Interview | Basile3

Basile3

DJ/producteur français de 25 ans, Basile3 sera à l’affiche du Club 94 du Noise Festival 2018, le vendredi 6 avril. Des mélodies aériennes qui colorent ses productions aux rythmes saccadés et funky de ses DJ sets, le résultat est le même : une musique intrigante, aux multiples visages. Quel artificier se cache derrière le masque ? Rencontre.

Hello Basile3, en se baladant sur ton Soundcloud on tombe rapidement sur une compilation de Gang Fatale. Tu peux nous expliquer qui c’est et quel est ton rôle dedans ?

Alors, Gang Fatale ce n’est pas un label mais un collectif de DJ/producteurs que j’ai rejoins il y a environ 3 ans. C’est un collectif né à Londres autour de Neana et Rara qui compte aujourd’hui une dizaine de membres entre Philadelphie, Copenhague, Manchester, Berlin, Londres, Toulouse et Paris. On fait de la musique ensemble, on se partage aussi nos dernières productions, ce qui permet de créer des synergies intéressantes. Parfois un membre plus fort dans tel ou tel domaine va aider un autre sur un morceau précis. Etre rassemblés sous ce nom permet aussi de jouer dans divers endroits. Aujourd’hui, la distance fait que chacun évolue un peu séparément et poursuit sa carrière solo mais ça crée une certaine émulation de pouvoir échanger et de jouer les morceaux de ses potes en soirée.

Justement qu’est ce que tu joues en soirée ? 

Ça dépend vraiment de l’évènement auquel on m’invite en fait. Selon le lieu, l’heure, le public auquel je peux m’attendre, j’essaye de faire une sélection assez large. En gros je fouille dans ma collection, j’écoute des morceaux que j’ai trouvés à droite à gauche et j’essaye de me projeter dans l’événement en organisant une ou des playlists. Sans pouvoir parler de style particulier, pendant les soirées clubs, j’aime souvent jouer des choses assez breakés/chaloupés produites un peu partout dans le monde et faire beaucoup évoluer le tempo. En ce moment j’aime bien partir de 75bpm, passer par les 100bpm, pour terminer à 135/140bpm. Il y a une ADN funk digital dans la plupart des sons. Mes sélections sont souvent infusées dans des références rap & r’n’b US. Dans mes sets j’essaye toujours de faire des ponts entre différentes scènes et esthétiques. Ça pourrait se rapprocher de ce que fait quelqu’un comme Total Freedom et tous ces « enfants » même si ça reste encore marginale. Je me dis aussi que mon genre de dj set peut ressembler à ce que font Feadz ou Orgasmic par exemple. Il y a une idée de musiques de fêtes hybrides et urbaines à travers le monde.
::::::::
_Tâches et exercices_:
1) D'après l'entretien avec Basile3, dans quelle ville le collectif Gang Fatale est-il né ?
2) Reprenez l'entretien avec Basile3 et poursuivez-le à partir de sa dernière phrase.

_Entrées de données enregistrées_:
::::::::
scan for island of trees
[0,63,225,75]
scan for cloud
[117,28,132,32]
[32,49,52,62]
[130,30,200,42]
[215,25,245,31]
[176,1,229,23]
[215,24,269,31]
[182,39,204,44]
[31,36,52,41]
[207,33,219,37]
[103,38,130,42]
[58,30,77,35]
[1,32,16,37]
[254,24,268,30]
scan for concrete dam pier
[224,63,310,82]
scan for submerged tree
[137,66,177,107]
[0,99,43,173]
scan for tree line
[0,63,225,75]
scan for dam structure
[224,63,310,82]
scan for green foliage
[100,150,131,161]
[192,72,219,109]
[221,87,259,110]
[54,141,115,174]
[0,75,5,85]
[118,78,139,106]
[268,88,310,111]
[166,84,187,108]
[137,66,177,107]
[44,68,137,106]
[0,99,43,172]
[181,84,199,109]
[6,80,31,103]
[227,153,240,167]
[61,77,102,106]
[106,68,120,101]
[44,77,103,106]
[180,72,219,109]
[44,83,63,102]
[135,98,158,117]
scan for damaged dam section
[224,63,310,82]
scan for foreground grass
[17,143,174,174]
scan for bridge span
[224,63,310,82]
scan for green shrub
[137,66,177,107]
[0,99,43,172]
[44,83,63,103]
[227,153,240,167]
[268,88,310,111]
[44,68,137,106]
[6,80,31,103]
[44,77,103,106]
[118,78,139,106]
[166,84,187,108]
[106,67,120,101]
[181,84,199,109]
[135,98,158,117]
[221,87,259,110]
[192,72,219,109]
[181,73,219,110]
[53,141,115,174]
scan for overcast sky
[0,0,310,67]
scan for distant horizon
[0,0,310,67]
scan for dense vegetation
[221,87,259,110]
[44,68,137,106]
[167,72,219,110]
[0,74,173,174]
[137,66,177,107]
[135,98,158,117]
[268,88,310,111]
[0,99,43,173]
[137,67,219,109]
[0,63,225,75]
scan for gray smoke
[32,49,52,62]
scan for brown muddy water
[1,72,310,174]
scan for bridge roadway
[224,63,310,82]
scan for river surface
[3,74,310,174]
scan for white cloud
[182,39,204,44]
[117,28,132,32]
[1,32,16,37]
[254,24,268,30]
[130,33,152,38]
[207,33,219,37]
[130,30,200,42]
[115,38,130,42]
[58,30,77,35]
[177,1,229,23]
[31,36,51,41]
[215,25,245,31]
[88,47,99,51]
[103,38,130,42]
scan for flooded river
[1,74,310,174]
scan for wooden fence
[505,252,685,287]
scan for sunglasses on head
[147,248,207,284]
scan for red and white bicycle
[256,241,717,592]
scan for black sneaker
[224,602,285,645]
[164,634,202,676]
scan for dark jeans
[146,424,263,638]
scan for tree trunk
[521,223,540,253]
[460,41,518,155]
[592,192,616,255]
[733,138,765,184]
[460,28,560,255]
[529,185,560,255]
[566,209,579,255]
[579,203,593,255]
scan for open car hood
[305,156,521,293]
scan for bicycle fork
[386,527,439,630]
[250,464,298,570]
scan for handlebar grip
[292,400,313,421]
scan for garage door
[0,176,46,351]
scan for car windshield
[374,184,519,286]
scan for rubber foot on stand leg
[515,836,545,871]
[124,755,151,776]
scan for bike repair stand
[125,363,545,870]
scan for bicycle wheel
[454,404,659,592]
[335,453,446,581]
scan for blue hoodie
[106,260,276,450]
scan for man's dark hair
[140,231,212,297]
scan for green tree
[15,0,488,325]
::::::::
_Réponses_:
1) À Londres, autour de Neana et Rara.

2)
Pochette de l’album Recyclable Pop Exercise de Basile3

Pour le coup tes productions sont moins club, presque ambient, quelles sont tes inspirations ?  

Mes productions sont vraiment une facette différente pour moi par rapport à mes DJ sets (enfin pour les DJ sets club, quand je joue en warm-up ou à des événements plus relax, je vais mixer plus des choses plus ambient). En terme d’inspiration pour les mélodies que j’aime, il y a toujours un espèce d’équilibre instable entre des choses qui renvoie à des sentiments plutôt tristes et en même temps plein d’espoir ou de plénitude. Ce genre d’atmosphère peut aussi se retrouver dans des prods de RnB autant à la Neptunes que The Dream, ou dans des musiques ambient ou alors de synth-pop et toutes sortes de bizarreries encore. Pour faire simple la référence ultime en composition c’est Sakamoto.

Ma musique reflète l’état dans lequel je me sens lors de la production. C’est une expérience intime d’un peu tout les stimulis que je reçois et que j’extériorise. Ce qui est selon moi le principe de l’art de manière général (même s’il y a milles façons d’approcher ça) : c’est à dire communiquer quelque chose par un certain médium parce que l’on n’arriverait pas forcément à l’exprimer autrement. Du coup mon medium privilégié, où je me sens vraiment à l’aise, c’est la musique. Même si je pense être en phase d’élargir un peu ça en m’ouvrant à d’autres champs.

On voit dans les illustrations de tes albums, ou les artworks de tes émissions de radio, une récurrence d’images de nature, d’où te vient cet intérêt pour cette esthétique ?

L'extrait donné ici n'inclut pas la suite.